* PROVIDED DATA:

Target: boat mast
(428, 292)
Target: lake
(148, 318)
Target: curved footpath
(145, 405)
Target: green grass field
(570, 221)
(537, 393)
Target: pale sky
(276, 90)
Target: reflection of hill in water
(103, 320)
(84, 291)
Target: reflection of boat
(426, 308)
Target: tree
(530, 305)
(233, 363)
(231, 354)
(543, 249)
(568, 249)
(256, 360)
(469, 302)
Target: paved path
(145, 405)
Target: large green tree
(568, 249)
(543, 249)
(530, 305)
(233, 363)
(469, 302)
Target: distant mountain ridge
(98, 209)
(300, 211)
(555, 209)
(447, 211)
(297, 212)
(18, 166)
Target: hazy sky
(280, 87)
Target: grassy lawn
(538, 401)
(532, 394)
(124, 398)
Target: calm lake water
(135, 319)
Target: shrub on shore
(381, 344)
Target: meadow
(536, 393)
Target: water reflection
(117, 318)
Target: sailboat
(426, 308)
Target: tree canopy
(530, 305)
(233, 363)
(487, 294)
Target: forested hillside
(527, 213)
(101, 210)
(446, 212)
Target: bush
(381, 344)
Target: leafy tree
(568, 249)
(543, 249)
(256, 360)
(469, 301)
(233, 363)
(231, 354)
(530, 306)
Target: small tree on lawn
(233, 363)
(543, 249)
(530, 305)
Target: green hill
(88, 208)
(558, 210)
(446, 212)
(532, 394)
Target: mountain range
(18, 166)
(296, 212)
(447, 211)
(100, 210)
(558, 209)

--

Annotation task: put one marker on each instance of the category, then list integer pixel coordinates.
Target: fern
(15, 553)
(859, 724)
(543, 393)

* GIVEN EXERCISE: Find every line of the material above that contains the string "tree", and copy each of those lines out in full. Case counts.

* WRITTEN RESPONSE:
Target: tree
Target: large green tree
Target: tree canopy
Target: leafy tree
Target: small tree on lawn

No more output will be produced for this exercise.